<<<<

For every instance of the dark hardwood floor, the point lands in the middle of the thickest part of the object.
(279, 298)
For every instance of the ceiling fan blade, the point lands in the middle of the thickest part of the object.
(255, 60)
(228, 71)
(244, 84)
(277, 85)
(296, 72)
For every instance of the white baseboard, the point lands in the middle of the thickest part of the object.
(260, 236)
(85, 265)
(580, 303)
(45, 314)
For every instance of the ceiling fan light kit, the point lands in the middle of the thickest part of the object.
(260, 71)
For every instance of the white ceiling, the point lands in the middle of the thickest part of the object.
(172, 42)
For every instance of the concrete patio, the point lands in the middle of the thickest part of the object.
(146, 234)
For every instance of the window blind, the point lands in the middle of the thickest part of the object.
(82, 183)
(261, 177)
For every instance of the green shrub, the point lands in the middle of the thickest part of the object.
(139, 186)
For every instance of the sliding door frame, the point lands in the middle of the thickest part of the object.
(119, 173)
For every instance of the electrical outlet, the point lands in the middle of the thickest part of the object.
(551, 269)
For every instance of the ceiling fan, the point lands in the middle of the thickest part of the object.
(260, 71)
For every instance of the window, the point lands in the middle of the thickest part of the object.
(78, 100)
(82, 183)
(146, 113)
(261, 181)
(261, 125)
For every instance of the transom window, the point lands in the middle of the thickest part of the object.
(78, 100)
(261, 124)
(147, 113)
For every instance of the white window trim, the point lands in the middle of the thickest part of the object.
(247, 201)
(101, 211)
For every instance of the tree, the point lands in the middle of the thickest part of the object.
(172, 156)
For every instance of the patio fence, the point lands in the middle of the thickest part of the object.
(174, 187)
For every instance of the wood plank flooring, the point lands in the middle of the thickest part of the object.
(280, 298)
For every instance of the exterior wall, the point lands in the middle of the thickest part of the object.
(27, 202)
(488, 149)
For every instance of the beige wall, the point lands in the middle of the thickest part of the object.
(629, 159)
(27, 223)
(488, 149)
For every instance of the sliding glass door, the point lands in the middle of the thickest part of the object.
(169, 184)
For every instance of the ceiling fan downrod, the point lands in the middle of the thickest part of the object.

>>>>

#### Task to carry out:
With the line containing "For every instance of the transom" as the start and the last line of the listing as the end, restate that stretch word for word and nothing else.

#### Solution:
For every instance of the transom window, the point lands in the middle of the thickest part of the object.
(78, 100)
(261, 124)
(147, 113)
For every instance of the white window trim, the point lands in the middle of the thickest part of the object.
(247, 201)
(101, 211)
For every instance of the tree, the point lands in the middle of the thickest part of the object.
(172, 156)
For every instance of the patio fence, the point lands in the middle of the thickest part of the object.
(174, 187)
For every instance of the wood plank flooring, the point lands in the middle of the thickest part of the object.
(280, 298)
For every instance of the exterior wall, the point lands in the middle of the thickest part of the object.
(27, 202)
(488, 149)
For every instance of the beige wall, the point lands in the middle of the thickest part of the object.
(629, 159)
(27, 223)
(488, 149)
For every instance of the sliding glass door, the point lands in the middle of the thickest part of the object.
(169, 184)
For every instance of the ceiling fan downrod, the point lands in the middle of the thickest part of the object.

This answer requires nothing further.